**Aim**
Answer these questions using the text on the Riley decision and cellphone searches:
1. Which issue of The Champion contains the article by Hanni Fakhoury?
2. In what year did the Supreme Court decide Ciraolo v. California?
3. How far back can the data stored on a cell phone go?

**Given text**
Two articles about this significant decision provide must-read guidance for defense counsel.

The Champion magazine of the NACDL.  The  March 2015  issue contains an extremely useful article by Hanni Fakhoury.   Riley  decided that digital data  merited Fourth Amendment protection.  Several arguments were rejected.  First, a cellphone poses no physical threat to an arresting officer.   Second, the possibility of destruction of evidence is not outcome- determinative.  True enough, some evidence of crimes might be destroyed by a wily defendant; however, the government’s interest in law enforcement must be balanced against the individual’s privacy interests.  And at least on the facts of Riley,  a warrant was required.

Digital phones are different.  Why?   Because cell phones have an immense capacity  to store staggering amounts of personal information.

 ·         Cell phones, differ from other physical items found on a person.   They are, objectively stated, mini- computers with immense storage capacity and significant owner privacy concerns.

 ·         Many types of information can be stored on a cell phone — videos, e-mails, financial records.  They can expose far more than isolated nuggets of information ferreted out by other searches,

 ·         The huge amount of data present reveals much about its owner — cell phones store [and permit access]  to data going all the way back to the date of the phone’s purchase.    Cell phones allow access to detailed records  and data inputted over an extended period of time.  And several hundred stored pictures will reveal much more than just one or two photos.

 ·         Cell phones are a reality in modern society. They are different – warrantless searches would give police access to personal information they might only occasionally stumble across in the pre-digital world.

What’s in the future?  Litigation over video surveillance via use of drones, for one thing.   Technology today affords the police far more sophisticated  opportunities than, say, flying an airplane over a fenced-in backyard to observe whether marijuana was growing . That was the 1986 Supreme Court case of Ciraolo v. California [no Fourth Amendment violation in the observation ].

 Courts are increasingly grappling with how to deal with digital searches and drone surveillance under the Fourth Amendment.  Arguably, Riley provides solid defense Constitutional arguments  to limit to electronic searches, particularity those involving massive digital information.

[Detection annotation records]
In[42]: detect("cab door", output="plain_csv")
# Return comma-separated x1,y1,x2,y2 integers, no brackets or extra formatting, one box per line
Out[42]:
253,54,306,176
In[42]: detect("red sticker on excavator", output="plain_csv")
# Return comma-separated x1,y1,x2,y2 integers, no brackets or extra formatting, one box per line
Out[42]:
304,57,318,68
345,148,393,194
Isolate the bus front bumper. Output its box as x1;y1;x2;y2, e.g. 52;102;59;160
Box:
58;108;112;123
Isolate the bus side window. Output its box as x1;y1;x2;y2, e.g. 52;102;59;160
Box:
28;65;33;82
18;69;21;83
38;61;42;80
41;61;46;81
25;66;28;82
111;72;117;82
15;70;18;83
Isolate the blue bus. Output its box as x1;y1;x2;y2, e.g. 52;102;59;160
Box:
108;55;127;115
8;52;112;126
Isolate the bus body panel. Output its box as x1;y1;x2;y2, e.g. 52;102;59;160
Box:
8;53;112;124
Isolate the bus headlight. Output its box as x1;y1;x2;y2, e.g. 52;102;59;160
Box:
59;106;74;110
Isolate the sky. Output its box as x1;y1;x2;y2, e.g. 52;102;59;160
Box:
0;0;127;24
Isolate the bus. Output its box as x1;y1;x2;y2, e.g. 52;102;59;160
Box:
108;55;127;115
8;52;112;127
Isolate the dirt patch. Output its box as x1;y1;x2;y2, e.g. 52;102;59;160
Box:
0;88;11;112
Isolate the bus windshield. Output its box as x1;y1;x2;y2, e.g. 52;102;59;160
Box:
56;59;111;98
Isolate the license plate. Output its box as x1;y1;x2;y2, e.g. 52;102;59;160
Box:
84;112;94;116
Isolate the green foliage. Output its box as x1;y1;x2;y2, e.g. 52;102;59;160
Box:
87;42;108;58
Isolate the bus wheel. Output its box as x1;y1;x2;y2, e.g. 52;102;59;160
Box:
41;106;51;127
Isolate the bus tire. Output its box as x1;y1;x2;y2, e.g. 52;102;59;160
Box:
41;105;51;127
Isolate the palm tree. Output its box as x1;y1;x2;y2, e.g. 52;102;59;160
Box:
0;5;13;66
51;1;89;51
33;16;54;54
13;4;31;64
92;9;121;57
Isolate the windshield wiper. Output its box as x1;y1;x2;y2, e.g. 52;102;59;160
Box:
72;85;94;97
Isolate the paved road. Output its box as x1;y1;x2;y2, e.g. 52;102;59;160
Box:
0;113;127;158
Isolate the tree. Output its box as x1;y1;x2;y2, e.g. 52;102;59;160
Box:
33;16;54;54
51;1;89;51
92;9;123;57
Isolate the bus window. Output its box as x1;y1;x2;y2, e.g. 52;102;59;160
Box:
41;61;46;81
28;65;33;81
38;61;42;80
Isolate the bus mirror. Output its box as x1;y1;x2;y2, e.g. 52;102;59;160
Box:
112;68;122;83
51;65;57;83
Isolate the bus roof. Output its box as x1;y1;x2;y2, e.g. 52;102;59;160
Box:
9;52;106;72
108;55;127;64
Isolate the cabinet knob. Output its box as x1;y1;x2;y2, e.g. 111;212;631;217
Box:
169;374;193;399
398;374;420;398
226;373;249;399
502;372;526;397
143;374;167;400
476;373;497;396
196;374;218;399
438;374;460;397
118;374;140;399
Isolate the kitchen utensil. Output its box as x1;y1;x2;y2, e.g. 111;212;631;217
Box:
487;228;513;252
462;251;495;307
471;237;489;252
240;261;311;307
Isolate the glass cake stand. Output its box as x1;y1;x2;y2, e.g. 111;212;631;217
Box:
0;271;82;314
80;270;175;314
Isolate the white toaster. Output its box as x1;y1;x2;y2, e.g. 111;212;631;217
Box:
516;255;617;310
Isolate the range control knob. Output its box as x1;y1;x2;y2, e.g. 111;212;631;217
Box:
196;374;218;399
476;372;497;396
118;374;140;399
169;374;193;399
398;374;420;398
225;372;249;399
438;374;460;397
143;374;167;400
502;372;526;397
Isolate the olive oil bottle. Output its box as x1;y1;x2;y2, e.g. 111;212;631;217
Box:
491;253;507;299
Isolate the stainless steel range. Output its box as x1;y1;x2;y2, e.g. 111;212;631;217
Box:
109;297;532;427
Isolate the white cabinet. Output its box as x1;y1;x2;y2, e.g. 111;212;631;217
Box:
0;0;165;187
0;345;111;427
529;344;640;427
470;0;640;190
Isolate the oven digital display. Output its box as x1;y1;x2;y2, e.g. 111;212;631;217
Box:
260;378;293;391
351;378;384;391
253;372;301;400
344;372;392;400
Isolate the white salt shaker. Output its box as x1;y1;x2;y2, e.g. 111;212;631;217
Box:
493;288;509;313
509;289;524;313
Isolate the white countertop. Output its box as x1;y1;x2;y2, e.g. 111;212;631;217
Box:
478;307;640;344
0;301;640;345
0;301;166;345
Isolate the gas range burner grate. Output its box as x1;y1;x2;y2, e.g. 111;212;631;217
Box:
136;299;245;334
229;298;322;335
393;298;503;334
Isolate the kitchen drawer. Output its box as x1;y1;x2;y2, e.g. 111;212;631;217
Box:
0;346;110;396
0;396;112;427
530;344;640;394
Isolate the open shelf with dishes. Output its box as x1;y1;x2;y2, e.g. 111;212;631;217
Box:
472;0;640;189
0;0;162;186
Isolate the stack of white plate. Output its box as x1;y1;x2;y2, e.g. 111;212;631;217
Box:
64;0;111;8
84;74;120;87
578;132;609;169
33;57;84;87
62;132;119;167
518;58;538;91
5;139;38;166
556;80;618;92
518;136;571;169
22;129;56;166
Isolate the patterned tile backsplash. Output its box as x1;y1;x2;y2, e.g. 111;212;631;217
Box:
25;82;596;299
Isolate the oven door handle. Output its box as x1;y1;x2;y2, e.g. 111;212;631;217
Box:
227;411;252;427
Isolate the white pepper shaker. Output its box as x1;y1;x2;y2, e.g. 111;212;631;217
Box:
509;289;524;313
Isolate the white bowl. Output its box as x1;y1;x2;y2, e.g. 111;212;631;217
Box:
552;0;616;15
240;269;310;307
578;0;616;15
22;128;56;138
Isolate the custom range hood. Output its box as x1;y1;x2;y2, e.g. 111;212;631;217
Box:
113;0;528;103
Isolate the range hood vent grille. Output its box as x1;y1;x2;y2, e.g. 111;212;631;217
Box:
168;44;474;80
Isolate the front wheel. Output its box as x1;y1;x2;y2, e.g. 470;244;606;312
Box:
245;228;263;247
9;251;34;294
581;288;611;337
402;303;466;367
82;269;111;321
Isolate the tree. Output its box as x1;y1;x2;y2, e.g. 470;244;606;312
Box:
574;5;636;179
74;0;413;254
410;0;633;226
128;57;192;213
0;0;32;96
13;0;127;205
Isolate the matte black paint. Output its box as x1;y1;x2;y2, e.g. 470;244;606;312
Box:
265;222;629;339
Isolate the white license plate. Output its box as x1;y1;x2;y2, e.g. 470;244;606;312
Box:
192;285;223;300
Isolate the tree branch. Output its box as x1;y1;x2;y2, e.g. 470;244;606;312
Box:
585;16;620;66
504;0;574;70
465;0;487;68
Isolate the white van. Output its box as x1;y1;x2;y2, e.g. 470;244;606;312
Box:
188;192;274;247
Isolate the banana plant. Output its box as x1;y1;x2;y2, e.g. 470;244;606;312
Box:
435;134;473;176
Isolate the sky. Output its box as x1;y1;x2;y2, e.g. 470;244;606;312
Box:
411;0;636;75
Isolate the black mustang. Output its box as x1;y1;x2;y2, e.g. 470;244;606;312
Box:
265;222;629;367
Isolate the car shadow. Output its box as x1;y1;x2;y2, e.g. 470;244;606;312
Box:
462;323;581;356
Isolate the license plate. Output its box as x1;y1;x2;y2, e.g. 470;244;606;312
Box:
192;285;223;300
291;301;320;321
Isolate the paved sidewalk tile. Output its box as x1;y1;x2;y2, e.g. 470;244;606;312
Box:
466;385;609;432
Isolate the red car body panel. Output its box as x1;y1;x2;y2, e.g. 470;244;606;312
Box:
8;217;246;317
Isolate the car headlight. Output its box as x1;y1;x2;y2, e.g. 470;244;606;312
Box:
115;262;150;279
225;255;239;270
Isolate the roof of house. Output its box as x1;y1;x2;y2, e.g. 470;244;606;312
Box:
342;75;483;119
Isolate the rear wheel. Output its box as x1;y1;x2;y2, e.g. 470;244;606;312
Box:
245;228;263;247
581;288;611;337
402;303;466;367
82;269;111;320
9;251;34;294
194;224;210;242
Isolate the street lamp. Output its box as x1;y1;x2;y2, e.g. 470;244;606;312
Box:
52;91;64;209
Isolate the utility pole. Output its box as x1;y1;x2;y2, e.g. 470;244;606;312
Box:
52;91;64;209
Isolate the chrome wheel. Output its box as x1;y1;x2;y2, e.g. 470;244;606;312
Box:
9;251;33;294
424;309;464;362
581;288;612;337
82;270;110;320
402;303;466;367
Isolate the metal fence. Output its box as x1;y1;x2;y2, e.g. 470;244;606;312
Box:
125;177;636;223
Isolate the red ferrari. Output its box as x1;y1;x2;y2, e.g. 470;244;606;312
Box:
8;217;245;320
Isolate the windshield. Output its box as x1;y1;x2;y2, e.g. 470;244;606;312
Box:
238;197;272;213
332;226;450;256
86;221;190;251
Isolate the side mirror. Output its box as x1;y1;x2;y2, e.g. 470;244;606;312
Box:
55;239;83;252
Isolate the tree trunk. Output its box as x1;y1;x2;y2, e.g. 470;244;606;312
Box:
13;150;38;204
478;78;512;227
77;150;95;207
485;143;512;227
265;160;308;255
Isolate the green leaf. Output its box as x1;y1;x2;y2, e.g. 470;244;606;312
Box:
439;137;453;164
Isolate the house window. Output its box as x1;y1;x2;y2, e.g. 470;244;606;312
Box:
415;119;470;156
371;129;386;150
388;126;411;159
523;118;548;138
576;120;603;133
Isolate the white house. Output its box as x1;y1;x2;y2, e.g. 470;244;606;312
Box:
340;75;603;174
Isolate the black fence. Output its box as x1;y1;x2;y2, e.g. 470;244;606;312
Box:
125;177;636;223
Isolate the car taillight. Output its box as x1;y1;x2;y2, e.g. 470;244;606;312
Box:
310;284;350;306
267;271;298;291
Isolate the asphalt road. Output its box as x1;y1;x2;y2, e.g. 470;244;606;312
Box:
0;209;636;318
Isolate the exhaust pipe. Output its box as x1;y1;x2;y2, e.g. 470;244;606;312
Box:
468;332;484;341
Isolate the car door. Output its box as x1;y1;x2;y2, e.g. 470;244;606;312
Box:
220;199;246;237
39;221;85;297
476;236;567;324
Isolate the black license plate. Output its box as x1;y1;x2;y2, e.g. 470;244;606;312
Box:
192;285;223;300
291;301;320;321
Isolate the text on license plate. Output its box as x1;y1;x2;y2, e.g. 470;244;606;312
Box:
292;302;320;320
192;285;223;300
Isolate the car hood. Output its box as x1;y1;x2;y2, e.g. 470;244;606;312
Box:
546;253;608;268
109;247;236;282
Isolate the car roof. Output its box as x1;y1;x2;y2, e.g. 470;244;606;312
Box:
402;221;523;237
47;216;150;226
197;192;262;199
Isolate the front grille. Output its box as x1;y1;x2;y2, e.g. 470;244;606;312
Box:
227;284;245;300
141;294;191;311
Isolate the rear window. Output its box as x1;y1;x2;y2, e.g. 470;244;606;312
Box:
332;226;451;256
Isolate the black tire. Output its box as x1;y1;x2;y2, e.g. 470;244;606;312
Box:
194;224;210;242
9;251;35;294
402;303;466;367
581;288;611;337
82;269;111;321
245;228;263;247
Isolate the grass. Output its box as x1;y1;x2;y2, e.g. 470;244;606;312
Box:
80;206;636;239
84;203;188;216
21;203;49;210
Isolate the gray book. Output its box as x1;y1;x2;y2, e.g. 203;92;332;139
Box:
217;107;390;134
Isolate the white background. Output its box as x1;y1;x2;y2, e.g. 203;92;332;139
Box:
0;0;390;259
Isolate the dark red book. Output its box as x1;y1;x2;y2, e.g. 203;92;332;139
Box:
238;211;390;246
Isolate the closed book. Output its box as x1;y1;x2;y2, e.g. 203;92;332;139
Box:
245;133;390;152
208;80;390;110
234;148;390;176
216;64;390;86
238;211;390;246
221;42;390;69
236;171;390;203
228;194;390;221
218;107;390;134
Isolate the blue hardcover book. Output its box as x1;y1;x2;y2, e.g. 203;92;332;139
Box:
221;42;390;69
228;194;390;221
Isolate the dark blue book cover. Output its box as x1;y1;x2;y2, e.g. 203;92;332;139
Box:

**Task output**
1. The March 2015 issue.
2. 1986.
3. All the way back to the date of the phone's purchase.